Hyper-V and Networking Part 8: Load-Balancing Algorithms

We’ve had a long run of articles in this series that mostly looked at general networking technologies. Now we’re going to look at a technology that gets us closer to Hyper-V. Load-balancing algorithms are a feature of the network team, which can be used with any Windows Server installation, but is especially useful for balancing the traffic of several operating systems sharing a single network team.

The selected load-balancing method is how the team decides to utilize the team members for sending traffic. Before we go through these, it’s important to reinforce that this is load-balancing. There isn’t a way to just aggregate all the team members into a single unified pipe.

I will periodically remind you of this point, but keep in mind that the load-balancing algorithms apply only to outbound traffic. The connected physical switch decides how to send traffic to the Windows Server team. Some of the algorithms have a way to exert some influence over the options available to the physical switch, but the Windows Server team is only responsible for balancing what it sends out to the switch.

Hyper-V Port Load-Balancing Algorithm

This method is commonly chosen and recommended for all Hyper-V installation based solely on its name. This is a poor reason. The name wasn’t picked because it’s the automatic best choice for Hyper-V, but because of how it operates.

The operation is based on the virtual network adapters. In versions 2012 and prior, it was by MAC address. In 2012 R2, and presumably onward, it will be based on the actual virtual switch port. Distribution depends on the teaming mode of the virtual switch.

Switch-independent: Each virtual adapter is assigned to a specific physical member of the team. It sends and receives only on that member. Distribution of the adapters is just round-robin. The impact on VMQ is that each adapter gets a single queue on the physical adapter it is assigned to, assuming there are enough left.

Everything else: Virtual adapters are still assigned to a specific physical adapter, but this will only apply to outbound traffic. The MAC addresses of all these adapters appear on the combined link on the physical switch side, so it will decide how to send traffic to the virtual switch. Since there’s no way for the Hyper-V switch to know where inbound traffic for any given virtual adapter will be, it must register a VMQ for each virtual adapter on each physical adapter. This can quickly lead to queue depletion.

Recommendations for Hyper-V Port Distribution Mode

If you somehow landed here because you’re interested in teaming but you’re not interested in Hyper-V, then this is the worst possible distribution mode you can pick. It only distributes virtual adapters. The team adapter will be permanently stuck on the primary physical adapter for sending operations. The physical switch can still distribute traffic if the team is in a switch-dependent mode.

============

*REQUIREMENT 1:* Quote the Hyper-V load-balancing article from "The operation is" up to and including "are enough left.".
*REQUIREMENT 2:* Write what comes next in the Hyper-V load-balancing article, picking up right after its final sentence.

*COLLECTED DATA:*
============

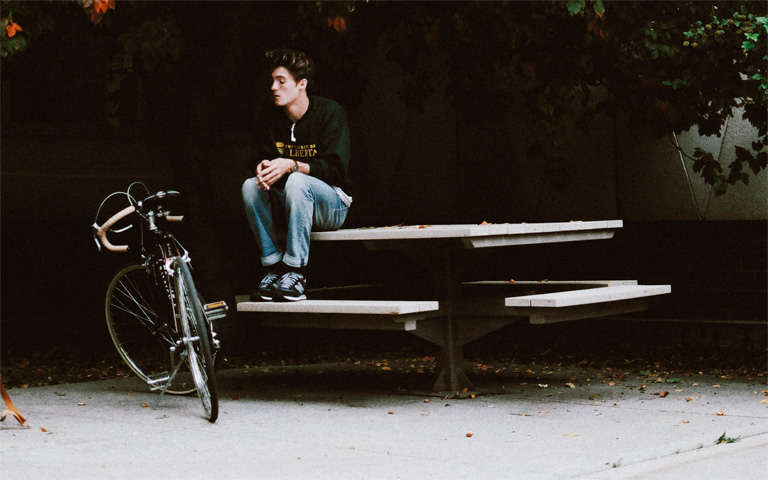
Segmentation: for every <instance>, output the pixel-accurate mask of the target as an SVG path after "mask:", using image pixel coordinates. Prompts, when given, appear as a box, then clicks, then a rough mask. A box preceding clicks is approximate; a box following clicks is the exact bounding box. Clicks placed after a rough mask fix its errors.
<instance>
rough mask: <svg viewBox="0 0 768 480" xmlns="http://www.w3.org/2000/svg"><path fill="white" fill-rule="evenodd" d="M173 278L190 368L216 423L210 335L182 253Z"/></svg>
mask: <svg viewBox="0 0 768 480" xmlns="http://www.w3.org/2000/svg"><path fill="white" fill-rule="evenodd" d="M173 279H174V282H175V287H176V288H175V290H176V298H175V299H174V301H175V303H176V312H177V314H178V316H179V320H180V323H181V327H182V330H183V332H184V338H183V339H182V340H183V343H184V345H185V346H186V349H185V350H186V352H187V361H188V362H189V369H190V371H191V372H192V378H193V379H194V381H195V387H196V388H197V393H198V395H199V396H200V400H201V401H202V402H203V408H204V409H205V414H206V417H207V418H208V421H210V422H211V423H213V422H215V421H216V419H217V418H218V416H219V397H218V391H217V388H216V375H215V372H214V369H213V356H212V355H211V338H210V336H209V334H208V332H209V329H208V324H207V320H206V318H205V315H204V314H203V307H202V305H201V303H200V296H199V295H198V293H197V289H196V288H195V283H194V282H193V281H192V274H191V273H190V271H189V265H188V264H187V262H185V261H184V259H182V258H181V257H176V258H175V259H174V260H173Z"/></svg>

============

*ANSWER 1:*
The operation is based on the virtual network adapters. In versions 2012 and prior, it was by MAC address. In 2012 R2, and presumably onward, it will be based on the actual virtual switch port. Distribution depends on the teaming mode of the virtual switch.

Switch-independent: Each virtual adapter is assigned to a specific physical member of the team. It sends and receives only on that member. Distribution of the adapters is just round-robin. The impact on VMQ is that each adapter gets a single queue on the physical adapter it is assigned to, assuming there are enough left.

*ANSWER 2:*
By the same token, you don’t want to use this mode if you’re teaming from within a virtual machine. It will be pointless.

Something else to keep in mind is that outbound traffic from a VM is always limited to a single physical adapter. For 10 Gb connections, that’s probably not an issue. For 1 Gb, think about your workloads.

For 2012 (not R2), this is a really good distribution method for inbound traffic if you are using the switch-independent mode. This is the only one of the load-balancing modes that doesn’t force all inbound traffic to the primary adapter when the team is switch-independent. If you’re using any of the switch-dependent modes, then the best determinant is usually the ratio of virtual adapters to physical adapters. 

The higher that number is, the better result you’re likely to get from the Hyper-V port mode. However, before just taking that and running off, I suggest that you continue reading about the hash modes and think about how it relates to the loads you use in your organization.

For 2012 R2 and later, the official word is that the new Dynamic mode universally supersedes all applications of Hyper-V port. I have a tendency to agree, and you’d be hard-pressed to find a situation where it would be inappropriate. That said, I recommend that you continue reading so you get all the information needed to compare the reasons for the recommendations against your own system and expectations.

Hash Load-Balancing Algorithms

The umbrella term for the various hash balancing methods is “address hash”. This covers three different possible hashing modes in an order of preference. Of these, the best selection is the “Transport Ports”. The term “4-tuple” is often seen with this mode. All that means is that when deciding how to balance outbound traffic, four criteria are considered. These are: source IP address, source port, destination IP address, destination port.

Each time traffic is presented to the team for outbound transmission, it needs to decide which of the team members it will use. At a very high level, this is just a round-robin distribution. But, it’s inefficient to simply set the next outbound packet onto the next path in the rotation. Depending on contention, there could be a lot of issues with stream sequencing. So, as explained in the earlier linked posts, the way that the general system works is that a single TCP stream stays on a single physical path. In order to stay on top of this, the load-balancing system maintains a hash table. A hash table is nothing more than a list of entries with more than one value, with each entry being unique from all the others based on the values contained in that entry.

To explain this, we’ll work through a complete example. We’ll start with an empty team passing no traffic. A request comes in to the team to send from a VM with IP address to the Techsupportpk web address. The team sends that packet out the first adapter in the team and places a record for it in a hash table:

Source IP Source Port Destination IP Destination Port Physical Adapter 49152 80 1

Right after that, the same VM request a web page from the Microsoft web site. The team compares it to the first entry:

Source IP Source Port Destination IP Destination Port Physical Adapter 49152 80 1 49153 80 ?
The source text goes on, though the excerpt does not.